• **PROVIDED INFORMATION**:

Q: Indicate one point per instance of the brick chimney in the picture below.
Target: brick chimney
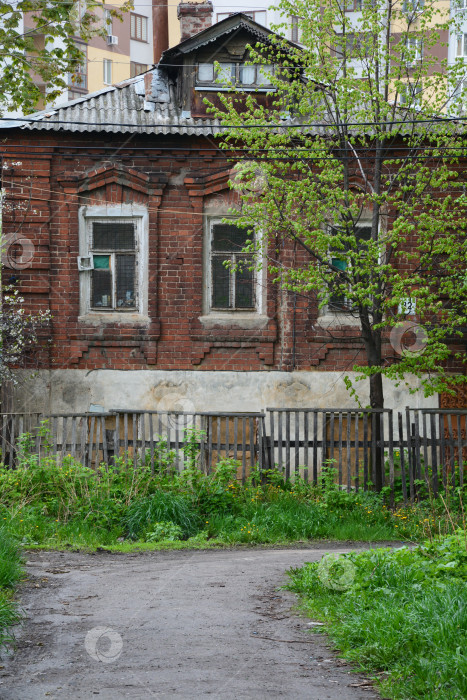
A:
(194, 17)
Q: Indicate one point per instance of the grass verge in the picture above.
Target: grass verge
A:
(10, 574)
(400, 615)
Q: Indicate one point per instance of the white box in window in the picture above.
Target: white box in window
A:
(85, 263)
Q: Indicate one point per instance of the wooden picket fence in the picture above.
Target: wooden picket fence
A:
(415, 446)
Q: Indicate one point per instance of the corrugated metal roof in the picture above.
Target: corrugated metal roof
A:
(121, 109)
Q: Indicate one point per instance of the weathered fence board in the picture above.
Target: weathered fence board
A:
(416, 445)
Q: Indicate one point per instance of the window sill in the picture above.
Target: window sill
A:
(96, 318)
(244, 320)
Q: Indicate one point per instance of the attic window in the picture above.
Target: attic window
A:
(239, 74)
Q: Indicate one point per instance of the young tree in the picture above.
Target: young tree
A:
(38, 45)
(19, 331)
(365, 175)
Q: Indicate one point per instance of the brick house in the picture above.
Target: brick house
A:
(122, 194)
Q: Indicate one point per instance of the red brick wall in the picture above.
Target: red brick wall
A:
(43, 196)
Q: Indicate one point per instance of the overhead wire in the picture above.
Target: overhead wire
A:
(45, 197)
(276, 125)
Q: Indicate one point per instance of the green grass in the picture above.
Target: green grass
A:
(401, 614)
(45, 504)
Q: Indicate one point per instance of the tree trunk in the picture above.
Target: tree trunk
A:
(377, 401)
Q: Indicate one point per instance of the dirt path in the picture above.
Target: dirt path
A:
(170, 625)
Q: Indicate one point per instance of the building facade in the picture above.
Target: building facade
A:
(125, 239)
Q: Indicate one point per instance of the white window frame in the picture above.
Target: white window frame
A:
(139, 27)
(107, 71)
(108, 22)
(232, 71)
(87, 215)
(259, 289)
(414, 46)
(413, 7)
(411, 96)
(461, 46)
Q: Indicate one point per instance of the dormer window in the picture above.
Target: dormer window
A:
(239, 74)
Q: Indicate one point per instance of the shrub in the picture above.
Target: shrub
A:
(161, 506)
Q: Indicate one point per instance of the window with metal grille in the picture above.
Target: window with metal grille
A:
(138, 27)
(107, 71)
(232, 274)
(114, 251)
(338, 301)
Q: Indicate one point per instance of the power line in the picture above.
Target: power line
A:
(318, 125)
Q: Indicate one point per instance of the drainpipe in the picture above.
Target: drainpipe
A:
(160, 27)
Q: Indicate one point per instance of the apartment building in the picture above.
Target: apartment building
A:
(126, 51)
(261, 11)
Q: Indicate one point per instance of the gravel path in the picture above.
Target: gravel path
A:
(170, 625)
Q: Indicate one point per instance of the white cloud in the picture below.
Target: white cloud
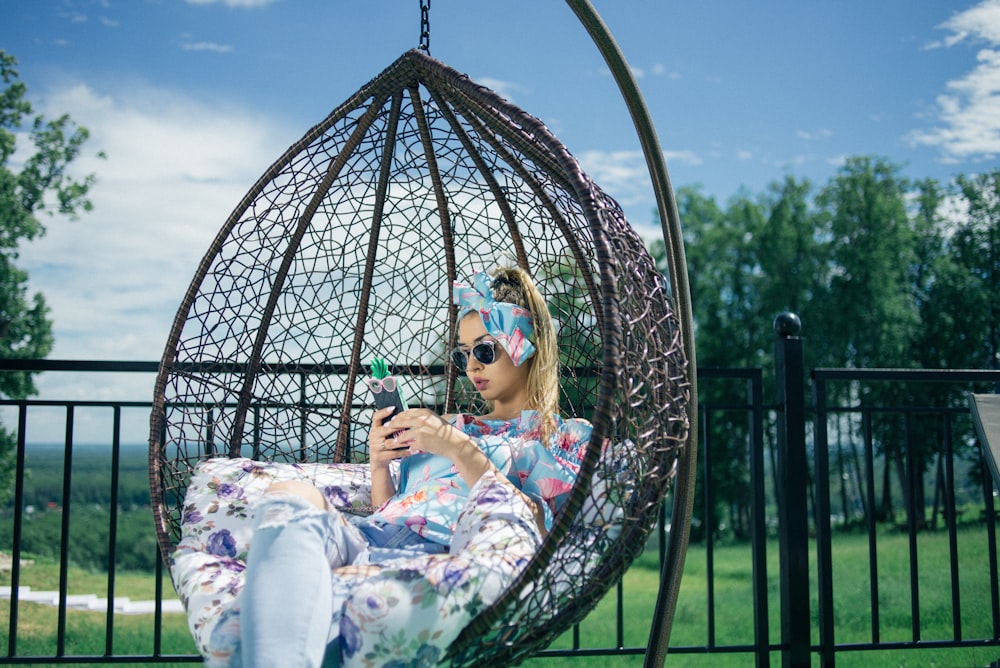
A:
(238, 4)
(624, 176)
(813, 135)
(979, 22)
(969, 112)
(504, 89)
(175, 170)
(206, 46)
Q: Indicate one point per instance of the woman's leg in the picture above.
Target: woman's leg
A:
(287, 604)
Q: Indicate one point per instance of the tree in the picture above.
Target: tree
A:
(39, 184)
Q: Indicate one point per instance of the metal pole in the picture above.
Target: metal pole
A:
(793, 473)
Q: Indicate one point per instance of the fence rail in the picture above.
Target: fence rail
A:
(811, 468)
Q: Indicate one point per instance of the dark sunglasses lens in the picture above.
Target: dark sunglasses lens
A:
(484, 352)
(460, 358)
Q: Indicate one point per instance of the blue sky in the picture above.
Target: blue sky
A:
(192, 100)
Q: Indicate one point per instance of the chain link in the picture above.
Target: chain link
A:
(425, 26)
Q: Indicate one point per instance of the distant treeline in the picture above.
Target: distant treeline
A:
(89, 498)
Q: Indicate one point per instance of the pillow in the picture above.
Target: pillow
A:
(222, 492)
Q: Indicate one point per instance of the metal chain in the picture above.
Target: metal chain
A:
(425, 26)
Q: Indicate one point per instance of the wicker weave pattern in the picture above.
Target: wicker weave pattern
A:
(346, 248)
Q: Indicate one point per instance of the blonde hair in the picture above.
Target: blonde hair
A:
(514, 285)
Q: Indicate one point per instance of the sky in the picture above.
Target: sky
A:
(192, 100)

• **DO THIS**: Write out the entries above verbatim; the pictures do not belong in your copy.

• **EXERCISE RESULT**:
Q: Indicate one point per instance of the brick chimney in the picture below.
Target: brick chimney
A:
(194, 17)
Q: Indicate one point per instance of the grass verge in the picture above.
Target: grass verge
A:
(10, 574)
(400, 615)
Q: Indicate one point per instance of the white box in window in the picture above.
Target: white box in window
A:
(85, 263)
Q: Indicate one point per instance of the wooden picket fence in the picture above.
Target: wooden picket fence
A:
(415, 446)
Q: Indicate one point per instance of the corrugated metal roof in the picture above.
Target: corrugated metal roof
A:
(121, 109)
Q: Indicate one point per instance of the weathered fence board in the picture above.
Target: weathered fence board
A:
(416, 445)
Q: Indicate one point per instance of the window sill in the picture above.
Target: window sill
A:
(96, 318)
(244, 320)
Q: Indicate one point per instance of the attic window in the picture above.
Target: attic window
A:
(239, 74)
Q: Indicate one point per instance of the young tree in the picture above.
Target: young tree
A:
(38, 45)
(19, 331)
(365, 175)
Q: Indicate one point per instance of the brick house in the picture above.
Target: brick house
A:
(122, 194)
Q: Indicate one point per instance of the red brick wall in the picture above.
Target: red brick wall
A:
(43, 196)
Q: Indicate one point per instance of the overhead wire in the picture above.
Target: overhead wire
A:
(45, 197)
(276, 125)
Q: Indicate one point per instance of the green grass in the picture above.
Target: green grass
A:
(401, 614)
(45, 504)
Q: Indicate one point per instance of the tree trunk in the picture above.
Target: tree trunk
A:
(377, 401)
Q: Indicate one point per instance of the dirt path in the picture above.
Target: dirt path
A:
(170, 625)
Q: Indicate one point per instance of the building facade in the picture above.
Target: building facade
A:
(125, 239)
Q: Indicate one point per instance of the white window frame in the picture above.
Target: white window frame
A:
(139, 27)
(107, 71)
(108, 22)
(232, 71)
(87, 215)
(259, 289)
(414, 46)
(413, 7)
(411, 96)
(461, 46)
Q: Indicate one point per instance of the dormer window in the picture above.
Target: dormer window
A:
(239, 74)
Q: Indicate one point per instance of the shrub in the picture above.
Target: shrub
A:
(161, 506)
Q: Indicate one point per instance of the window with metal grille in the picture above.
Target: window with metal grille
A:
(138, 27)
(107, 71)
(232, 274)
(114, 251)
(338, 301)
Q: Indicate one point per instance of the power line in the picture above.
Target: power line
A:
(318, 125)
Q: Indicate one point per instance of the drainpipe in the picture above.
Target: drainpipe
A:
(160, 27)
Q: Indicate one point per instance of the apartment building in the picture above.
Target: apartment building
A:
(126, 51)
(261, 11)
Q: Indicate one point per instance of the gravel path in the picture above.
Target: gravel path
A:
(170, 625)
Q: Indicate one point per instance of the white cloud in the picture below.
Target: white cloud
A:
(238, 4)
(624, 176)
(813, 135)
(979, 22)
(969, 112)
(504, 89)
(175, 170)
(206, 46)
Q: Indicate one point per instance of the woman's leg in the picture above.
Target: woman's leg
A:
(287, 604)
Q: Indicate one point per instance of the tree in the picture above.
Target: tree
A:
(39, 184)
Q: Indicate one point per instance of the metal pole in the picture above.
Target: metal pole
A:
(793, 473)
Q: Indicate one point per instance of the fence rail in the picture above.
Target: fence rail
A:
(811, 468)
Q: Indicate one point per instance of the dark sunglasses lens in the picture above.
Target: dark sunglasses lens
A:
(484, 352)
(460, 358)
Q: Indicate one point per instance of the blue sky in the picture above.
Target: blue sky
A:
(192, 100)
Q: Indicate one point per instance of the chain link in the picture above.
Target: chain link
A:
(425, 26)
Q: Indicate one point per instance of the distant treeline in the picture above.
Target: distant treeline
A:
(89, 498)
Q: Indicate one point per instance of the pillow in the picture above.
Target: pillow
A:
(222, 492)
Q: Indicate one point per instance of the metal chain in the picture above.
Target: metal chain
A:
(425, 26)
Q: Indicate one point per instance of the wicker weave pattern in the picture above.
Target: wicker weave pattern
A:
(346, 248)
Q: Indicate one point per instance of the blonde hair in the picture above.
Target: blonde hair
A:
(514, 285)
Q: Indicate one point per instance of the sky in the picture above.
Target: sky
A:
(192, 100)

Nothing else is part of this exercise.